Print the records exactly. Miss nothing.

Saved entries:
= Beginning of Section =
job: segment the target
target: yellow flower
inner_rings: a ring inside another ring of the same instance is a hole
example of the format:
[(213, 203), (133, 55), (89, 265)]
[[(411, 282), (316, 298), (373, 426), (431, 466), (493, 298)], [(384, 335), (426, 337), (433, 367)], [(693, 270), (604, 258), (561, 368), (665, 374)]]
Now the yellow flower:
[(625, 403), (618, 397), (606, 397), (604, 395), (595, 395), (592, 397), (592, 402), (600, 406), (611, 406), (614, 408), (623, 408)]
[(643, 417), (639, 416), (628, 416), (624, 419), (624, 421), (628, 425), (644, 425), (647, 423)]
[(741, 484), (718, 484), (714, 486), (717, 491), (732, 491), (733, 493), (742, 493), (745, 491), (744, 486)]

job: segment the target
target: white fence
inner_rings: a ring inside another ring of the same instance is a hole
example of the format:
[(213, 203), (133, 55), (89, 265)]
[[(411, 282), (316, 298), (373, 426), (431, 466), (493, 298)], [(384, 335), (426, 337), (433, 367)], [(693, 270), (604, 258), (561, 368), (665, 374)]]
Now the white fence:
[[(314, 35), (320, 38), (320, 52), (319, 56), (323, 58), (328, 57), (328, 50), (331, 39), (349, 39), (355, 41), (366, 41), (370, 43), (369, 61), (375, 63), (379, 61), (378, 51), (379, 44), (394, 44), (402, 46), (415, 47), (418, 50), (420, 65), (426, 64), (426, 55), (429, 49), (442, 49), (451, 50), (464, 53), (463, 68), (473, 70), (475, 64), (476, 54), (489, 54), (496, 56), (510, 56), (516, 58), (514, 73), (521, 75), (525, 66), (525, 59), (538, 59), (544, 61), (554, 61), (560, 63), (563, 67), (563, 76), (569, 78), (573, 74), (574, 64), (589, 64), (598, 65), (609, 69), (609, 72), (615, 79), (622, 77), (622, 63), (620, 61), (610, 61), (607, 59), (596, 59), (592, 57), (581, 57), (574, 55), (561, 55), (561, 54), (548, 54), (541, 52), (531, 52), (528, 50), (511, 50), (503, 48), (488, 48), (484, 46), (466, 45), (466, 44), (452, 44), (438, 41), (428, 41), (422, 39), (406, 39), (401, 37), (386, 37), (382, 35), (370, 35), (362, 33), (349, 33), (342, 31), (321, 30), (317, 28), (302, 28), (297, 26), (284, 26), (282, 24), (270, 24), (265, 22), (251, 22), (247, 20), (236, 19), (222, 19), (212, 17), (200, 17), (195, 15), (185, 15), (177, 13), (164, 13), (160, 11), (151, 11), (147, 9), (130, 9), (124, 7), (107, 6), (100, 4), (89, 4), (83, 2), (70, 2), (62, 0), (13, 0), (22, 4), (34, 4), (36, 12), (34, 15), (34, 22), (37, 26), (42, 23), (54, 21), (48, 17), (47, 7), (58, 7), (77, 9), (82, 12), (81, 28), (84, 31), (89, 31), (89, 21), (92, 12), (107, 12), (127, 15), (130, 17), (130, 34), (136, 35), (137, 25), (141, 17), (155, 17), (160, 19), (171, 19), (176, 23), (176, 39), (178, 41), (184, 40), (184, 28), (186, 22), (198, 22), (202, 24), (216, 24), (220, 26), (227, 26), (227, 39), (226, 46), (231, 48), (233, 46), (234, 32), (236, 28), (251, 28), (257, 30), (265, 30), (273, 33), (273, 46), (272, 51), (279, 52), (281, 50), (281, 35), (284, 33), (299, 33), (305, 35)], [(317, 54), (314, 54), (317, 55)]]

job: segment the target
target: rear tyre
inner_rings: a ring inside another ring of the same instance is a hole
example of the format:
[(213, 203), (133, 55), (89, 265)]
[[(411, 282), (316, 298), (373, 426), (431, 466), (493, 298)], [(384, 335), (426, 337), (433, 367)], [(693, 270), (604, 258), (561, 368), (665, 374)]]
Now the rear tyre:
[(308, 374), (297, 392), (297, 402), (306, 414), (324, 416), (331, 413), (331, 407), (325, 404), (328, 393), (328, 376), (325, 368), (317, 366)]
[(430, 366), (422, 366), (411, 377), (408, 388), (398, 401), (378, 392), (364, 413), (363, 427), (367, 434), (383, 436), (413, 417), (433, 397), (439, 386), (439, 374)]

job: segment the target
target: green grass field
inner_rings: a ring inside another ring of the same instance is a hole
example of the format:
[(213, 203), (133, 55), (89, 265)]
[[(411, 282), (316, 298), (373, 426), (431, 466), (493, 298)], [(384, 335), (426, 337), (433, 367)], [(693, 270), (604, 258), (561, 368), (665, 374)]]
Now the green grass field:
= End of Section =
▶ **Answer area**:
job: segment the target
target: yellow flower
inner_rings: a ring inside another ring of the same instance is a hole
example of the format:
[(213, 203), (133, 55), (89, 265)]
[[(411, 282), (316, 298), (373, 426), (431, 466), (493, 298)], [(384, 335), (426, 337), (433, 367)], [(693, 270), (604, 258), (561, 368), (665, 374)]]
Now the yellow flower:
[(625, 403), (618, 397), (606, 397), (604, 395), (595, 395), (592, 397), (592, 402), (600, 406), (611, 406), (614, 408), (623, 408)]
[(643, 417), (639, 416), (628, 416), (624, 419), (624, 421), (628, 425), (644, 425), (647, 423)]
[(741, 484), (718, 484), (714, 486), (717, 491), (732, 491), (733, 493), (742, 493), (745, 491), (744, 486)]

job: segment the target
target: white fence
inner_rings: a ring inside another ring of the same instance is a hole
example of the format:
[(213, 203), (133, 55), (89, 265)]
[[(411, 282), (316, 298), (373, 426), (431, 466), (493, 298)], [(384, 335), (426, 337), (433, 367)], [(693, 270), (604, 258), (561, 368), (665, 374)]]
Now the white fence:
[[(314, 35), (320, 38), (320, 52), (319, 56), (323, 58), (328, 57), (328, 50), (331, 39), (349, 39), (355, 41), (366, 41), (370, 43), (369, 61), (375, 63), (379, 61), (378, 51), (379, 44), (394, 44), (402, 46), (415, 47), (418, 50), (420, 65), (426, 64), (426, 55), (429, 49), (442, 49), (451, 50), (464, 53), (463, 68), (473, 70), (475, 64), (476, 54), (489, 54), (496, 56), (510, 56), (516, 58), (514, 73), (521, 75), (525, 66), (525, 59), (538, 59), (544, 61), (554, 61), (560, 63), (563, 67), (563, 76), (569, 78), (573, 74), (574, 64), (589, 64), (598, 65), (609, 69), (609, 72), (615, 79), (622, 77), (622, 63), (620, 61), (610, 61), (607, 59), (596, 59), (592, 57), (581, 57), (574, 55), (561, 55), (561, 54), (548, 54), (541, 52), (531, 52), (528, 50), (511, 50), (503, 48), (488, 48), (484, 46), (466, 45), (466, 44), (452, 44), (438, 41), (428, 41), (422, 39), (406, 39), (401, 37), (386, 37), (382, 35), (370, 35), (362, 33), (349, 33), (342, 31), (321, 30), (317, 28), (302, 28), (297, 26), (284, 26), (282, 24), (270, 24), (265, 22), (251, 22), (247, 20), (236, 19), (222, 19), (212, 17), (200, 17), (195, 15), (185, 15), (177, 13), (164, 13), (160, 11), (151, 11), (147, 9), (130, 9), (124, 7), (107, 6), (100, 4), (89, 4), (83, 2), (70, 2), (62, 0), (13, 0), (22, 4), (34, 4), (36, 12), (34, 15), (34, 22), (37, 26), (42, 23), (54, 21), (48, 17), (47, 7), (58, 7), (77, 9), (82, 12), (81, 28), (84, 31), (89, 31), (89, 21), (92, 12), (107, 12), (127, 15), (130, 17), (130, 34), (136, 35), (137, 25), (141, 17), (155, 17), (160, 19), (171, 19), (176, 23), (176, 39), (178, 41), (184, 40), (184, 28), (186, 22), (198, 22), (202, 24), (216, 24), (220, 26), (227, 26), (227, 39), (226, 46), (231, 48), (233, 46), (234, 32), (236, 28), (251, 28), (257, 30), (265, 30), (273, 33), (273, 46), (272, 51), (279, 52), (281, 50), (281, 35), (284, 33), (299, 33), (305, 35)], [(317, 54), (314, 54), (317, 55)]]

job: segment the target
target: rear tyre
inner_rings: a ring inside another ring of the same instance is a hole
example of the format:
[(213, 203), (133, 55), (89, 265)]
[[(411, 282), (316, 298), (373, 426), (431, 466), (493, 298)], [(384, 335), (426, 337), (433, 367)], [(693, 270), (604, 258), (561, 368), (665, 374)]]
Now the rear tyre:
[(308, 374), (297, 392), (297, 402), (306, 414), (324, 416), (331, 413), (331, 407), (325, 404), (328, 393), (328, 376), (325, 368), (317, 366)]
[(430, 366), (422, 366), (411, 377), (408, 388), (398, 401), (378, 392), (364, 413), (363, 427), (367, 434), (383, 436), (413, 417), (433, 397), (439, 386), (439, 374)]

job: segment the target
target: green grass field
inner_rings: a ring inside another ring of the same instance is a hole
example of the format:
[(213, 203), (133, 55), (89, 265)]
[[(411, 282), (316, 298), (373, 426), (431, 466), (493, 298)], [(384, 335), (426, 337), (433, 367)], [(693, 270), (604, 258), (561, 368), (665, 374)]]
Now the green grass field:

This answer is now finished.